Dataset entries

>>>

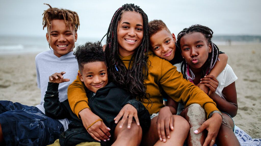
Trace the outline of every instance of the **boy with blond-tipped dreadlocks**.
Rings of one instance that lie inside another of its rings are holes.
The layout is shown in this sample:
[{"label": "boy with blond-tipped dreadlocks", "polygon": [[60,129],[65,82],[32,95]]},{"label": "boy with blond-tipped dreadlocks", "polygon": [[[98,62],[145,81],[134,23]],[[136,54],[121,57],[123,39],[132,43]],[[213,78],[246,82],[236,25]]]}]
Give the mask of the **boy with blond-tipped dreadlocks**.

<<<

*WORK INSTRUCTIONS*:
Can you repeat every row above word for word, without including the pictures?

*TASK RESULT*:
Trace the outline of every instance of the **boy with blond-tipped dreadlocks**.
Rings of one instance that lie inside another of its rings are holes.
The layout is shown in this sample:
[{"label": "boy with blond-tipped dreadlocks", "polygon": [[60,129],[65,82],[32,95]]},{"label": "boy with blond-tipped dreadlocks", "polygon": [[[98,62],[145,81],[134,23]],[[136,54],[121,57],[123,39],[132,43]],[[213,78],[246,82],[236,25]]]}]
Give the mask of the **boy with blond-tipped dreadlocks**.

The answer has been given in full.